### [INFORMATION GIVEN]
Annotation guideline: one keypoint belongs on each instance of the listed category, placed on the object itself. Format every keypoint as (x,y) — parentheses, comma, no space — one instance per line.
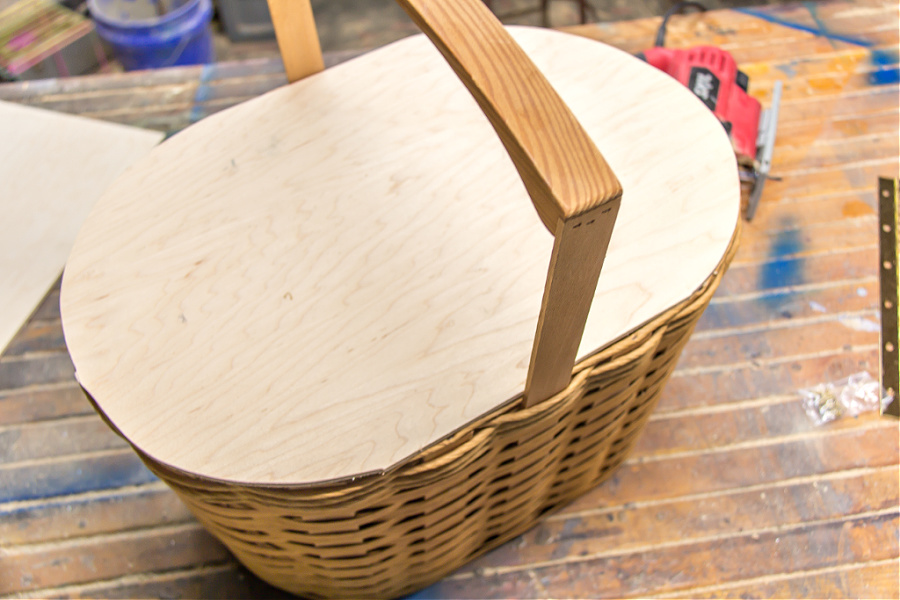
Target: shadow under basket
(391,534)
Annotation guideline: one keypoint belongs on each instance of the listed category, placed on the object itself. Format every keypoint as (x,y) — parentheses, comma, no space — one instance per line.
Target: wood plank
(843,297)
(37,336)
(76,435)
(847,232)
(106,556)
(784,339)
(36,369)
(658,570)
(626,530)
(90,514)
(45,402)
(425,318)
(688,389)
(729,469)
(72,475)
(779,418)
(228,580)
(784,272)
(730,492)
(874,579)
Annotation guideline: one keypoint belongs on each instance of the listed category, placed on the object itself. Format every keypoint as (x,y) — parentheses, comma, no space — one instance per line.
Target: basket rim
(477,430)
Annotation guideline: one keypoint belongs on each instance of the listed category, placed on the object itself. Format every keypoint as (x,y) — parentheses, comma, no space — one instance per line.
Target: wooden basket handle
(572,187)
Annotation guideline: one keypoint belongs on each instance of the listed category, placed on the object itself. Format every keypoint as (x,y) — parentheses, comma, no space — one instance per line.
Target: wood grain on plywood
(257,326)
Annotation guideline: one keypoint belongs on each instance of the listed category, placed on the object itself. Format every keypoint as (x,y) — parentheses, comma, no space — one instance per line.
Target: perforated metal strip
(890,344)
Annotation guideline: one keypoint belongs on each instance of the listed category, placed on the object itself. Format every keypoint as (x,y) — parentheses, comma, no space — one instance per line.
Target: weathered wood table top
(731,491)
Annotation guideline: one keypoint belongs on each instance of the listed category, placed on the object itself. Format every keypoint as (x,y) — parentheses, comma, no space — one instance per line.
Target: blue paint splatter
(886,71)
(884,62)
(807,28)
(76,477)
(783,269)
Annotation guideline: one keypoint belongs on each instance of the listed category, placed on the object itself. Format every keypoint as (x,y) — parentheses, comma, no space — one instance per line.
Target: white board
(53,167)
(323,280)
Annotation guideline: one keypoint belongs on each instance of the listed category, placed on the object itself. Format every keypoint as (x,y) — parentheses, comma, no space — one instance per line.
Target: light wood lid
(320,282)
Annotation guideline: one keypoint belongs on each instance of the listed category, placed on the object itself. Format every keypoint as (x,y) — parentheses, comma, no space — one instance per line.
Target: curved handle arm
(572,187)
(563,171)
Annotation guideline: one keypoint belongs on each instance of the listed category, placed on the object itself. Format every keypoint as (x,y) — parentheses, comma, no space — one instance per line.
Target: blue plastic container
(143,39)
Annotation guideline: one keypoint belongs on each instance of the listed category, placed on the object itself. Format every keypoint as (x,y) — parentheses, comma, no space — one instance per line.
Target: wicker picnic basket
(294,479)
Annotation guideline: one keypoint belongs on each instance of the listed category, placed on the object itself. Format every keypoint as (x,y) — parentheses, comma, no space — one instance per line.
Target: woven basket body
(384,536)
(315,328)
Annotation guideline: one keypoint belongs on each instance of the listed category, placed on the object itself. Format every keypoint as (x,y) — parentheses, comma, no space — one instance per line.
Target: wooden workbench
(731,491)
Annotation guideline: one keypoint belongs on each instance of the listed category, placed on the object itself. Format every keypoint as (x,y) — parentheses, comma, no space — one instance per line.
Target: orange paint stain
(856,208)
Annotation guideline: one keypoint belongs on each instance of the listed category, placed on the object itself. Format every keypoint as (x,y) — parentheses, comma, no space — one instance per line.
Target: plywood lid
(293,290)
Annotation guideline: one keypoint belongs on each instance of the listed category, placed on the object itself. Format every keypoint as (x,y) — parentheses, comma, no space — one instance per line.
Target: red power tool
(713,76)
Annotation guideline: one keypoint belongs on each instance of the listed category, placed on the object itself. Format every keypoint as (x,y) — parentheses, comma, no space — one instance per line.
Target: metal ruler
(890,289)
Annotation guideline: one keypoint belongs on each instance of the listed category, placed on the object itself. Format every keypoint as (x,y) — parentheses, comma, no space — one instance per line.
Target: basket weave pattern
(393,533)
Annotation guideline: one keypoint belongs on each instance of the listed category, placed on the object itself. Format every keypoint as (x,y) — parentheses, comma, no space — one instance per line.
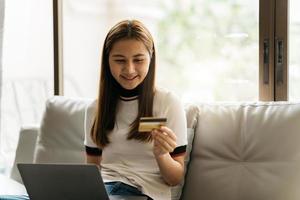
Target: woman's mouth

### [WHAT THIS TASK INVOLVES]
Set the listing down in full and exactly. Pictures within it should not appear in the copy.

### [FINAL ANSWER]
Annotation guideline: one keypoint belongs on each instance of the listed category, placed on the object itself. Format every keypoint as (x,y) — parentheses, comma, no space — one instance per line.
Target: shadow under basket
(391,534)
Annotation guideline: one keypoint belongs on each instance of the listed category, placed on the object itself. Format every keypoint as (x,y) — parentheses, comma, no space — one instance per line.
Target: wood plank
(843,297)
(37,336)
(76,435)
(847,232)
(106,556)
(784,339)
(36,369)
(658,570)
(626,530)
(90,514)
(45,402)
(425,318)
(688,389)
(729,469)
(72,475)
(779,418)
(228,580)
(784,272)
(730,492)
(874,579)
Annotation guideline: one keypoint belongs on each instance of the listed category, placed on the object itself. Format every keypoint as (x,y) — parentheses, comma, no space — one instance per line.
Target: basket rim
(477,430)
Annotation guideline: one keypoint belongs on each instance of the listed category, placed on the object itself. Format every keypoint as (x,y) — parentheses, comma, no space — one instance per line.
Target: wooden basket handle
(572,187)
Annotation guideline: one keypoint belongs on each instance of the listed category, placed on the object itself. Format every keypoint as (x,y) — parentheses, comma, no space — one instance per line.
Target: wood grain on plywood
(257,326)
Annotation guideline: one keypoint belongs on each instance of the listed category, placed on the object itself. Format every keypoint as (x,y) — parentheses, comma, no space — one instance per line.
Target: perforated metal strip
(890,344)
Annotation guideline: one keypoint belongs on each instance of the listed category, placed on the object itself. Format every keypoint as (x,y) — parentheses, comma, no space — one instance per line.
Target: weathered wood table top
(731,491)
Annotation guideline: one keypoint belongs on each instance of the listed category, placed on the object itself. Format every keypoint as (x,y) — parentheses, comma, no space — one instance per line.
Target: blue paint splatter
(886,71)
(884,62)
(807,28)
(76,477)
(783,269)
Annotation guideline: one keypoint belongs on each instance of the listed category, placed on the object itself. Format every keypoint as (x,y) — parentheses, comma, no space — one instance per line.
Target: white board
(53,167)
(323,280)
Annotation guideline: one keypoint belongs on each instance of the listed category, placed on the object itself. Format every keypoint as (x,y) — parentheses, comma, no space — one instance per line.
Target: light wood lid
(320,282)
Annotation guideline: one keypoint belongs on each instance of the listed category, placed on the object itself. Format every keypoint as (x,y) — parentheses, comma, no space — one instance per line.
Target: curved handle arm
(572,187)
(563,171)
Annotation guideline: one keypoint belongs on each instance of the listed category, placed on the object itself. Format every keypoint as (x,y) — parentheses, comma, no space — one instance per line.
Target: blue plastic container
(143,39)
Annotation guideline: one keypoint belongs on each instance of the listed category, placed on the object itself. Format every keypoint as (x,y) — parentheses, comma, no space — one instance per line.
Target: wicker picnic basket
(294,479)
Annotation guideline: one keypoint belongs on each instance of the listed category, placed on the object itself. Format every keypoint as (x,y) — parentheses, comma, no space — one instance per line.
Target: woven basket body
(384,536)
(315,328)
Annotation guideline: one keypoint belongs on each instance of the listed category, placed on the object itself. Format every keypoint as (x,y) — parentheses, comma, no space — one instance per line.
Target: wooden workbench
(731,491)
Annotation guideline: one keypoint belongs on each instance of the listed category, placed on the object itself. Format every keypoint as (x,y) — parentheses, comma, no space — one instance per line.
Target: orange paint stain
(856,208)
Annotation guideline: one keypoint belongs on each instance of the listed category, placed on the object itself. Format every keypoint as (x,y) — parentheses, comma, no space — one instance per line.
Target: plywood lid
(293,290)
Annotation guideline: one keypoint belongs on each instance of the listed category, placed on the object itself. Format every keypoint as (x,y) — parentheses, comma, no space — one instance per line.
Target: red power tool
(713,76)
Annotation guideline: one keypoint belongs on each instance of the listed category, placed on the object itself. Format every keypoint as (x,y) — parentheses, comma, no space — one instance per line.
Target: metal ruler
(890,289)
Annotation guideline: one keypoint belongs on each instance of the listed category, placed on the object itself. Format every keypoint as (x,y) — parentheses, comma, no space — one instance per line.
Target: basket weave pattern
(393,533)
Annotation guideline: one keypoint belongs on each instance of the listed category, placed on the object itself. Format every keypoint as (x,y) — parentheses, comma, no space — one instance per line.
Target: woman's mouth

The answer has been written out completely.